→ **Task statement**:
Send back every line of the data exactly.
◆ ◆ ◆ ◆ ◆
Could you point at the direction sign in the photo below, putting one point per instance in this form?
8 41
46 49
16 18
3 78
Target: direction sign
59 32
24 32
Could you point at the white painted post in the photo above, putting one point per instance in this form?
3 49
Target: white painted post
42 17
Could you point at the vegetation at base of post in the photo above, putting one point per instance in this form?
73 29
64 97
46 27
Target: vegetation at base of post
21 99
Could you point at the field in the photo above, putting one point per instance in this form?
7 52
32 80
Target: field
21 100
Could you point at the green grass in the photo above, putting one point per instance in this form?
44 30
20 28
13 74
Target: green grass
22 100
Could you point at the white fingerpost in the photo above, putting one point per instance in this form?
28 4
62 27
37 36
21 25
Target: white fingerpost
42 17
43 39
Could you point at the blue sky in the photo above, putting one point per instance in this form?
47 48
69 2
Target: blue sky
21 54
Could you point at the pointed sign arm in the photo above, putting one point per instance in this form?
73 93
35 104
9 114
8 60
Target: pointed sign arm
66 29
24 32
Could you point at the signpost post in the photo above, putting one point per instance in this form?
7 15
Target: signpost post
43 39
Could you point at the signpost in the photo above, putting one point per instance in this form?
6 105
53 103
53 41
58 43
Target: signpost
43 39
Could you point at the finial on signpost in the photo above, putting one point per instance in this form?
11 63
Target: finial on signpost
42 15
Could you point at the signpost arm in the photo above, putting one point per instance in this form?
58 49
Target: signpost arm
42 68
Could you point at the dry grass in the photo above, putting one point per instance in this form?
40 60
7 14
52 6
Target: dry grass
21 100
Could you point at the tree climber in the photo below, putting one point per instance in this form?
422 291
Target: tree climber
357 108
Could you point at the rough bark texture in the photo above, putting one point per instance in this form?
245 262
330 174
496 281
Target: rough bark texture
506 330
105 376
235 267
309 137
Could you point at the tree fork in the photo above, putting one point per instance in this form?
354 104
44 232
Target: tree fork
◆ ◆ ◆ ◆ ◆
→ **Output for this exercise**:
Could you point at the direction sign in the photo below, putting one point per instance in this form?
8 41
46 49
16 18
3 78
Target: direction sign
59 32
24 32
Could you point at the white painted post in the photo above, putting one point per instance in this form?
3 49
Target: white painted post
42 17
Could you point at the vegetation at base of post in the photo above, putting one point per instance in this form?
73 29
64 97
46 27
Target: vegetation at base of post
21 99
Could you point at the field in the photo above, putting one point per instance in this form?
7 52
32 80
Target: field
21 100
Could you point at the green grass in the photo above, putting one point per instance in this form?
44 30
20 28
13 74
Target: green grass
22 100
Could you point at the white fingerpost in the photo above, putting one point per instance in this form?
28 4
62 27
37 36
21 25
Target: white fingerpost
42 17
43 39
Could you point at the blue sky in the photo above, putting one point per instance in this form?
47 48
69 2
Target: blue sky
21 54
Could you point at the pointed sign arm in the photo above, putting one point per instance in this form?
73 93
35 104
9 114
8 60
Target: pointed sign arm
66 29
24 32
Could you point at the signpost post in the photo above, putting one point per instance in this form?
7 15
Target: signpost post
43 39
Could you point at the signpost in the photo above, putting one point per instance in this form?
6 105
53 103
53 41
58 43
Target: signpost
43 39
Could you point at the finial on signpost in the photo above, putting one point per instance in this form?
11 63
Target: finial on signpost
42 15
Could you point at the signpost arm in the photo above, putting one point per instance in this form?
58 49
Target: signpost arm
42 68
Could you point at the dry grass in the photo above, putting one point per instance in this form?
40 60
7 14
52 6
Target: dry grass
21 100
Could you point at the tree climber in the photo below, putting one point per instance in this form?
422 291
Target: tree climber
357 108
Could you point at the rough bark texture in the photo above, putting one point per instance in this form?
245 262
330 174
496 281
Target: rough bark texture
506 330
105 376
235 267
309 137
Could you point at the tree fork in the photo above, putting one point per instance in this form?
354 104
44 232
Target: tree fork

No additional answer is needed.